(Task to carry out): Rescale everything from the line containing "Segment bare foot visible above." down to the line containing "[0,452,28,547]", both ends included, and write out only those lines, labeling requests and all, with each bounding-box coordinate multiplied by 1.9 and rounded to a whole number, halves up. Leave the labeling requests unchanged.

──────────

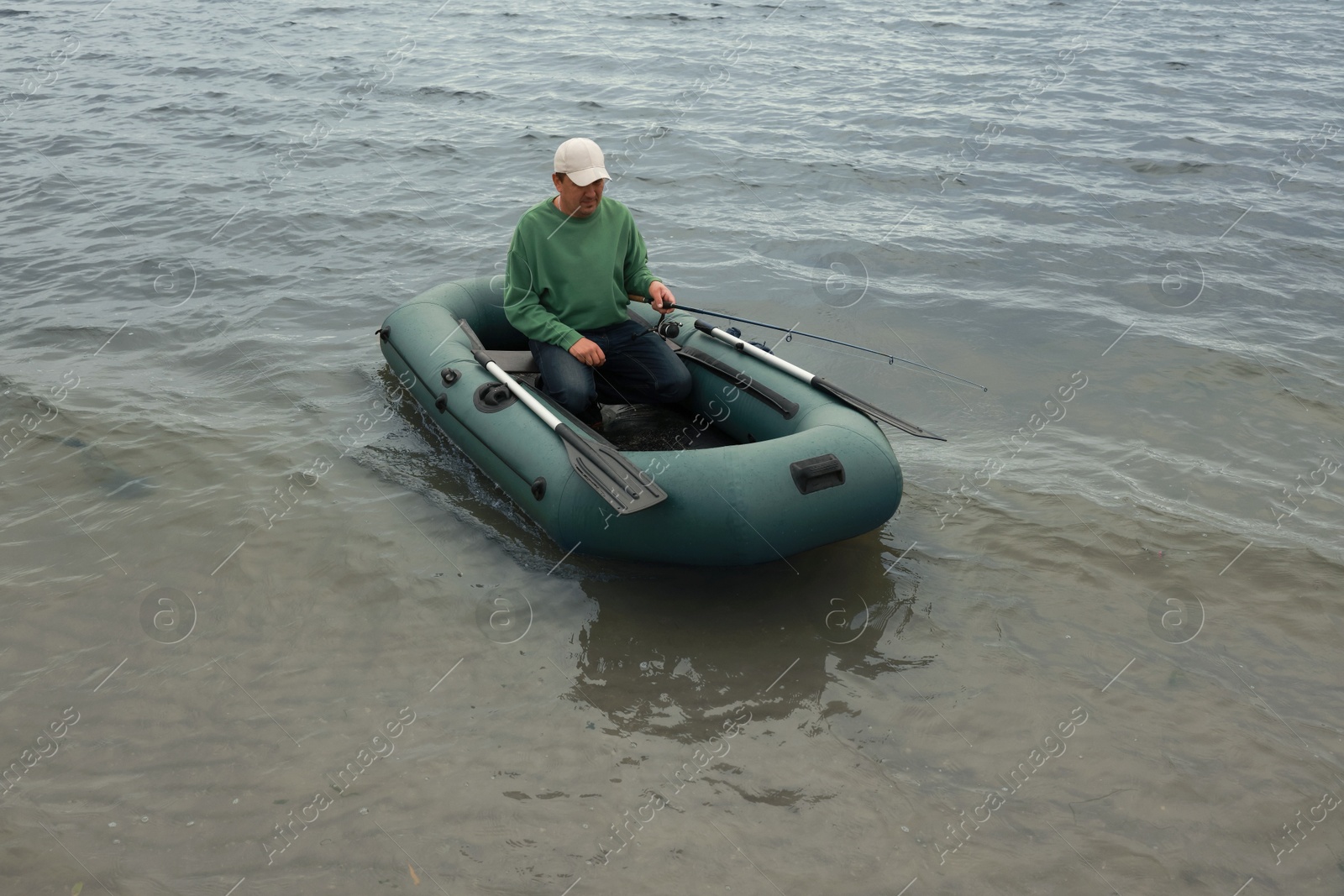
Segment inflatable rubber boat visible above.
[378,277,939,565]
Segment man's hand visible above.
[649,280,676,314]
[570,336,606,367]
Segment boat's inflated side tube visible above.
[381,277,902,565]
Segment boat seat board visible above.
[489,352,540,374]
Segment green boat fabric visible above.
[379,277,902,565]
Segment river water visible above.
[0,0,1344,896]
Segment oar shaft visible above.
[472,349,560,430]
[674,304,990,392]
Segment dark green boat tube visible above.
[379,278,902,565]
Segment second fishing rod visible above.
[630,296,990,392]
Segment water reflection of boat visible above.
[574,535,934,743]
[379,278,902,565]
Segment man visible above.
[504,137,690,425]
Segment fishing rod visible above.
[670,302,990,392]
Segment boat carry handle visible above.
[789,454,844,495]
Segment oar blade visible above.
[811,376,948,442]
[555,423,668,516]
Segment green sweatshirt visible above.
[504,196,656,349]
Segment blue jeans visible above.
[527,321,690,421]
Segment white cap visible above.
[555,137,612,186]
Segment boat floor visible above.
[602,405,737,451]
[517,372,738,451]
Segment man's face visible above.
[551,175,606,217]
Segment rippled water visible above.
[0,0,1344,896]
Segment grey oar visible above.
[679,318,948,442]
[461,320,668,516]
[672,303,990,392]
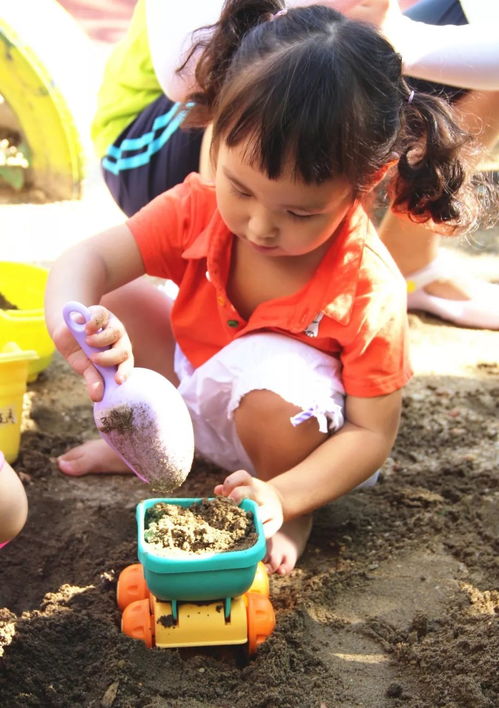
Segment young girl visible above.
[0,451,28,548]
[46,0,480,574]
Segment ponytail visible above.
[392,88,497,233]
[177,0,284,128]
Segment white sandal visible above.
[406,254,499,329]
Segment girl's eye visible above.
[231,184,251,197]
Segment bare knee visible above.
[234,390,326,479]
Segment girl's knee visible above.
[234,389,326,479]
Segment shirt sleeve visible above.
[126,173,214,285]
[340,249,412,398]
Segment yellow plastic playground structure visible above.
[0,0,91,201]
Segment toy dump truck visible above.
[117,498,275,654]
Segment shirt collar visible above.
[182,204,372,332]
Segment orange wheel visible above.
[246,561,270,597]
[116,563,149,611]
[246,592,275,654]
[121,599,154,649]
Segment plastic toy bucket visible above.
[0,342,37,462]
[0,261,54,381]
[136,498,266,601]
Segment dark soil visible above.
[144,497,257,555]
[0,316,499,708]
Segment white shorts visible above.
[175,333,378,486]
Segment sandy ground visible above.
[0,2,499,708]
[0,315,499,708]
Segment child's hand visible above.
[214,470,283,538]
[53,305,133,401]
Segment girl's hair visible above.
[179,0,498,230]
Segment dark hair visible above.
[180,0,496,230]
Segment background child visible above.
[46,0,484,574]
[92,0,499,329]
[0,451,28,548]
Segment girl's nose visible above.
[248,211,278,246]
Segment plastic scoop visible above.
[63,302,194,492]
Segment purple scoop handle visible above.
[62,302,119,395]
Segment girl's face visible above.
[215,142,354,257]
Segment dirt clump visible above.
[144,497,257,555]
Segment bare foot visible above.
[264,514,312,575]
[57,438,132,477]
[425,279,480,300]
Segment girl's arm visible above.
[45,224,145,401]
[215,390,402,536]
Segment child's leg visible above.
[57,278,178,477]
[234,390,327,575]
[178,333,343,575]
[0,452,28,547]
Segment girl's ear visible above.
[371,155,399,189]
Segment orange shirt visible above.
[127,173,411,397]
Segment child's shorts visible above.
[175,333,378,486]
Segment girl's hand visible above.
[53,305,133,401]
[214,470,283,538]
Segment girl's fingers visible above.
[221,470,253,497]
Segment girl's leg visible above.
[234,390,326,575]
[57,278,178,477]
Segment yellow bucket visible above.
[0,342,38,462]
[0,261,54,381]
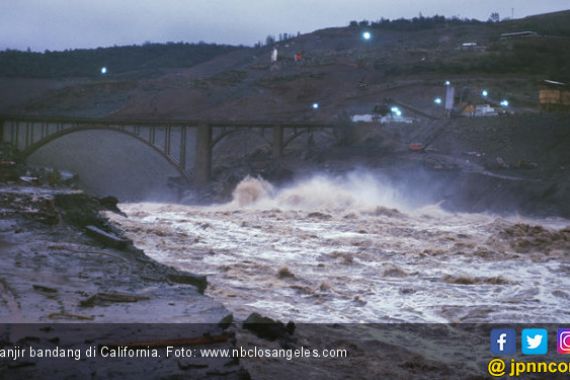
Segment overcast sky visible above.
[0,0,570,51]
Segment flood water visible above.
[108,174,570,323]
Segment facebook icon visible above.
[491,329,517,355]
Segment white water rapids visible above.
[112,174,570,323]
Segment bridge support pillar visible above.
[272,127,284,158]
[194,125,212,186]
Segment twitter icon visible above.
[521,329,548,355]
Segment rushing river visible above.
[112,174,570,323]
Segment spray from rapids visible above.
[110,172,570,323]
[225,173,407,212]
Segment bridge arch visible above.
[20,125,190,181]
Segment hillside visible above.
[0,42,241,78]
[0,11,570,120]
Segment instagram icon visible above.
[556,329,570,354]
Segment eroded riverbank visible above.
[111,177,570,323]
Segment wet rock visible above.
[242,313,295,341]
[54,193,106,228]
[443,275,511,285]
[495,157,509,169]
[99,196,126,216]
[277,267,295,278]
[168,271,208,293]
[218,313,234,330]
[307,212,332,220]
[79,293,150,307]
[85,226,132,249]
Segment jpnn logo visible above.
[556,329,570,355]
[521,329,548,355]
[491,329,517,355]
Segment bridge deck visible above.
[0,114,334,128]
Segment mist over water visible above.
[112,171,570,323]
[226,172,407,211]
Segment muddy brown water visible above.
[107,174,570,323]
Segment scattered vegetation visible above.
[0,42,243,78]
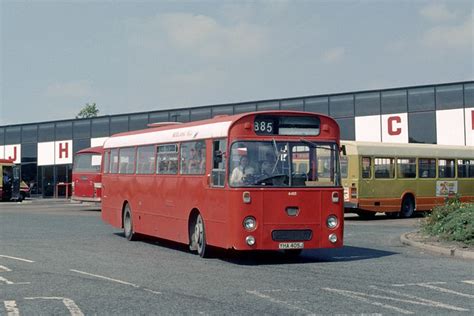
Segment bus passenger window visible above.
[362,157,372,179]
[418,158,436,178]
[156,144,178,174]
[458,159,474,178]
[397,158,416,179]
[374,158,395,179]
[438,159,455,178]
[211,139,227,187]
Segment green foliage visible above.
[422,198,474,245]
[76,103,99,118]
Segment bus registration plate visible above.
[278,242,304,249]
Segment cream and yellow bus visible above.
[341,141,474,218]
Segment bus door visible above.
[206,139,229,222]
[11,166,20,201]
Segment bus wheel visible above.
[400,196,415,218]
[190,214,209,258]
[385,212,400,219]
[123,203,136,241]
[356,210,376,219]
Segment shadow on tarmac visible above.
[114,232,397,266]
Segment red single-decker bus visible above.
[102,111,344,257]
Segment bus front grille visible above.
[272,229,313,241]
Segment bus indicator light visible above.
[242,191,252,204]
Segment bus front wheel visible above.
[400,196,415,218]
[189,214,209,258]
[123,203,136,241]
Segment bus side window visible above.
[211,139,227,187]
[362,157,372,179]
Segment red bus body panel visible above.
[102,111,344,250]
[71,147,104,203]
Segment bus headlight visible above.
[243,216,257,231]
[245,236,255,246]
[326,215,337,229]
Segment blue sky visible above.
[0,0,474,125]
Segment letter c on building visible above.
[388,116,402,136]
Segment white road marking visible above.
[25,297,84,316]
[69,269,162,294]
[143,289,162,294]
[246,290,314,315]
[418,283,474,298]
[0,255,34,263]
[3,301,20,316]
[69,269,140,288]
[0,277,30,285]
[323,288,414,315]
[369,285,469,312]
[392,282,446,287]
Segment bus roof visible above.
[76,146,104,154]
[341,141,474,159]
[104,111,333,148]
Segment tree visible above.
[76,103,99,118]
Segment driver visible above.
[230,156,255,185]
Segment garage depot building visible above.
[0,81,474,197]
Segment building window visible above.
[464,83,474,108]
[336,117,355,140]
[128,114,148,131]
[137,145,155,174]
[458,159,474,178]
[156,144,178,174]
[304,97,329,115]
[149,112,170,123]
[329,94,354,117]
[119,147,135,174]
[408,111,436,144]
[21,125,38,143]
[72,120,91,139]
[5,126,21,145]
[374,158,395,179]
[110,115,128,135]
[408,87,435,112]
[55,122,73,140]
[38,123,54,142]
[436,84,464,110]
[382,90,407,114]
[92,117,110,137]
[438,159,455,178]
[418,158,436,178]
[397,158,416,178]
[355,92,380,116]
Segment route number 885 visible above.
[254,121,273,134]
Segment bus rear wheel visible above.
[356,210,377,219]
[189,214,209,258]
[123,203,136,241]
[400,196,415,218]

──────────

(Completed task):
Segment bare foot visible above.
[502,977,593,1093]
[108,832,251,906]
[808,530,912,570]
Segment girl's arm visible above.
[86,426,276,762]
[409,741,764,1018]
Segment child's leg visible above.
[108,528,338,906]
[445,741,621,1093]
[338,633,652,1093]
[0,859,53,1039]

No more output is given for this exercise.